> **SOURCE TEXT**:
▽

There are existing Web mechanisms that let us capture the thoughts and intent of users in the context of the Web page. The mechanisms are:
- Social tagging: Associating a word or phrase with a Web page.
- Rating: Scoring a Web page on a specific scale (for example, 5 stars).
- Commenting: Entering text on a Web page as part of a conversation about the page content.
- Sharing: Suggesting a Web page to colleagues.
Users interact with Web pages through these mechanisms. By interacting, users augment the static information on the page with "social" metadata. This social metadata is the connective tissue that connects employees with Web pages in all kinds of interesting and useful ways.
Enabling an enterprise to capture its collective Web intelligence is a fairly straight-forward technical challenge. Before discussing approaches to designing and implementing such a system, the next section explores why an enterprise should bother.
The knowledge embedded in employee Web usage constitutes an important and previously untapped source of organizational knowledge. An enterprise hires smart, knowledgable, and experienced people at a significant cost. Those smart people use the Web (intranet and Internet) to find information that helps them do their jobs. The information they find is a valuable asset owned by the enterprise, and it reflects an aspect of the business of the enterprise. For example, it may relate to researching a sales lead, an interesting piece of industry news, or exploring an idea. The time an employee spent finding the Web page is a tangible investment. Furthermore, the time that other employees spend finding—or not finding—the same information squanders that investment.
A library of collective Web intelligence will capture the organizational knowledge and make it reusable. Services such as content recommendation and expertise discovery can leverage this knowledge. An even more fundamental service is the intranet search. In most enterprises, intranet search is performed with the same technology used for Internet search, and, generally speaking, it’s not very effective. It uses crawling, indexing, link analysis (which on an intranet is of marginal use), and so on to collect and sort search results.

△

> **COLLECTED MATERIAL**:

▽

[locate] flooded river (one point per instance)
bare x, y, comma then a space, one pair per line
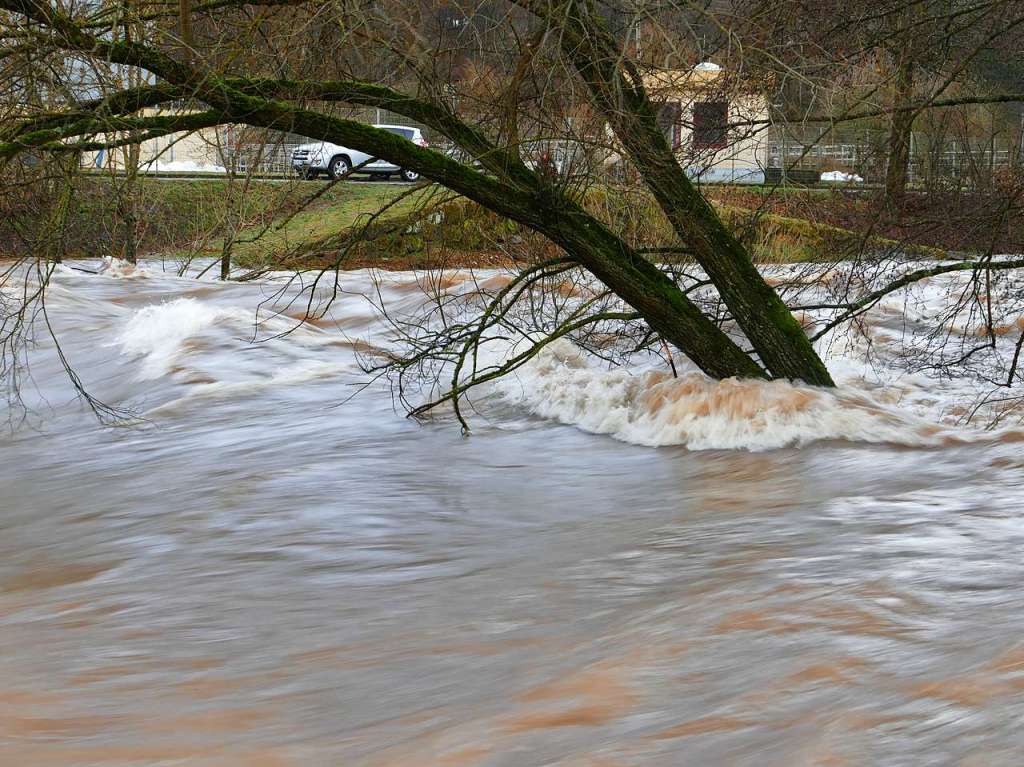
268, 571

△

> **GOAL OF THE EXERCISE**: Write the next part of the text on capturing collective Web intelligence in an enterprise, starting right after its final sentence. The lines are separate material and are not part of the text on enterprise Web intelligence.

> **TASK RESPONSE**:
Contrast the intranet/Internet search with the social search: a search that leverages the social data generated by the employees' social interaction with Web pages. For example, when an employee associates the tag "agile" with a Web page using mechanisms for social tagging, two important pieces of information are generated which the social search can leverage:
- The page is useful.
- It is unambiguously relevant to the term "agile."
The first piece of information is based on the good assumption that an employee wouldn’t interact with the page unless he or she found it useful. The second is based on trust in the expertise and professionalism of the employee.
The power of social search lies in the human capability to process information and filter the viable search results. It doesn't matter whether one employee or 50 tagged the page with the word "agile." A social search would return the page in the search results. This is, frustratingly, often not the case in traditional intranet searches.
To understand how a library of collective Web intelligence of an enterprise might be used to power search, let's look at its structure.
When an employee finds a useful Web page, it becomes a piece of valuable property to the enterprise. Why is it valuable?
- Employees know what they are looking for: a Web page that provides the information they need to do their job.
- The Web page was found useful by a specific
employee. This is important information. Employees are not just
information processors; they're members of teams, members of
communities, and agents of connection between people, projects, and ideas
within an enterprise.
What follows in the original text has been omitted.